What you should do:
Answer these questions from the journal entry below:
(a) Who came by to see the writer yesterday?
(b) What did the writer feel too sad and irritable to do this past couple of Sundays?
(c) What three things does the writer say are all the writer ever does?

Selected excerpt:
My therapist Jane came by to see me yesterday. She was glad about what I was saying. That I should be more positive and see myself as others do. That I am going to church and getting out more.
And today, I wake up completely depressed. One day I feel half ok, and then next, total despair. I felt too sad and irritable this past couple of Sundays to go to church. I feel really hopeless about my life. I know I need to get out and start making money to improve my life, but I am so lethargic and have no clue how to get started. I have given up on life. All I ever do is sleep, watch tv, or be on the computer.
I am trying to stay away from talking to Nico. He is no good. I have realized. He is just a flirt. He has no substance to him. I wanted to believe he is good, but he is just another user, playing with my feelings.

Information shown:
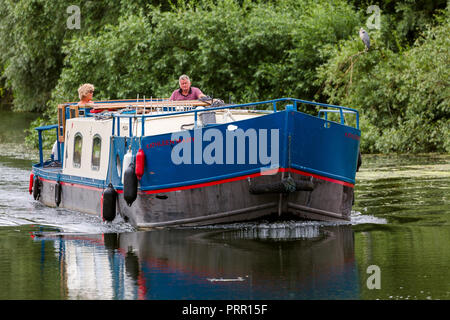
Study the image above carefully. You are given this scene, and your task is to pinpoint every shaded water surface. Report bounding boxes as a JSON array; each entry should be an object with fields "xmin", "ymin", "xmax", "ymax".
[{"xmin": 0, "ymin": 111, "xmax": 450, "ymax": 300}]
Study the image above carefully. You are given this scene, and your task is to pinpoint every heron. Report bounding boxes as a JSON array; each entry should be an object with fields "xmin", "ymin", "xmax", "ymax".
[{"xmin": 359, "ymin": 28, "xmax": 370, "ymax": 51}]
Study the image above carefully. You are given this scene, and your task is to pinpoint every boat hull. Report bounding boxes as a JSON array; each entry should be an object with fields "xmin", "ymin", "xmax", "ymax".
[
  {"xmin": 33, "ymin": 100, "xmax": 360, "ymax": 228},
  {"xmin": 39, "ymin": 170, "xmax": 353, "ymax": 229}
]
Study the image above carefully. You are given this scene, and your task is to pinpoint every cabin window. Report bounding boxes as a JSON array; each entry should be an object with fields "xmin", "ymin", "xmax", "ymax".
[
  {"xmin": 73, "ymin": 132, "xmax": 83, "ymax": 168},
  {"xmin": 91, "ymin": 134, "xmax": 102, "ymax": 171}
]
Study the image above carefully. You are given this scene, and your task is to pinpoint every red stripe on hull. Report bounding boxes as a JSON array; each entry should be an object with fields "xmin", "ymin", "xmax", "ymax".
[{"xmin": 39, "ymin": 168, "xmax": 354, "ymax": 194}]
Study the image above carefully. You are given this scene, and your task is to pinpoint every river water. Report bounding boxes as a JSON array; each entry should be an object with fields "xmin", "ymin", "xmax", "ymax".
[{"xmin": 0, "ymin": 110, "xmax": 450, "ymax": 300}]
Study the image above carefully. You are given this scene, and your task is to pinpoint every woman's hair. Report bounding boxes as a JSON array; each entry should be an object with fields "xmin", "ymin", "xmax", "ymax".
[
  {"xmin": 178, "ymin": 74, "xmax": 191, "ymax": 82},
  {"xmin": 78, "ymin": 83, "xmax": 95, "ymax": 100}
]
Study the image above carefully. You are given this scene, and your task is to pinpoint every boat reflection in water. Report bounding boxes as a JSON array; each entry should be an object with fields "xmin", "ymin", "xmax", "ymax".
[{"xmin": 39, "ymin": 222, "xmax": 360, "ymax": 300}]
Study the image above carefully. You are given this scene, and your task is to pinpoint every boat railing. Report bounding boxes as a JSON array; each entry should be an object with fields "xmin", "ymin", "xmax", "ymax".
[{"xmin": 106, "ymin": 98, "xmax": 359, "ymax": 136}]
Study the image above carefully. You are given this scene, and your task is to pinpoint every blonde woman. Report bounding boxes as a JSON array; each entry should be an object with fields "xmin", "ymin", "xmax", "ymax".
[{"xmin": 78, "ymin": 83, "xmax": 95, "ymax": 106}]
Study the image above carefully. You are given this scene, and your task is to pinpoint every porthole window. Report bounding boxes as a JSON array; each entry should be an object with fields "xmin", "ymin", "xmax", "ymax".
[
  {"xmin": 73, "ymin": 132, "xmax": 83, "ymax": 168},
  {"xmin": 91, "ymin": 134, "xmax": 102, "ymax": 171}
]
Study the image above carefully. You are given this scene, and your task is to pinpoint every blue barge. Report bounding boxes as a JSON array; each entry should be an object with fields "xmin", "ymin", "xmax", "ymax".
[{"xmin": 30, "ymin": 98, "xmax": 361, "ymax": 229}]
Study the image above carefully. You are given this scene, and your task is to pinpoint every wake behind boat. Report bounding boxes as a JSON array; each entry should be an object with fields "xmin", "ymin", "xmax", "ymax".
[{"xmin": 30, "ymin": 98, "xmax": 361, "ymax": 228}]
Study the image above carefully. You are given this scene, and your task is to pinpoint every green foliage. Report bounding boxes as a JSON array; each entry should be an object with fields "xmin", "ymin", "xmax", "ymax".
[
  {"xmin": 0, "ymin": 0, "xmax": 450, "ymax": 152},
  {"xmin": 53, "ymin": 0, "xmax": 358, "ymax": 102},
  {"xmin": 318, "ymin": 7, "xmax": 450, "ymax": 153}
]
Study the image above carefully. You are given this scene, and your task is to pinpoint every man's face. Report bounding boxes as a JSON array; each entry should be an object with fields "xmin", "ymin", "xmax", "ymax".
[{"xmin": 180, "ymin": 79, "xmax": 191, "ymax": 92}]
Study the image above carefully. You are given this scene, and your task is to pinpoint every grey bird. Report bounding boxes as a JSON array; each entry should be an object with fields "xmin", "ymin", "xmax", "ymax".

Solution to the problem:
(a) Jane, the writer's therapist.
(b) Go to church.
(c) Sleep, watch TV, or be on the computer.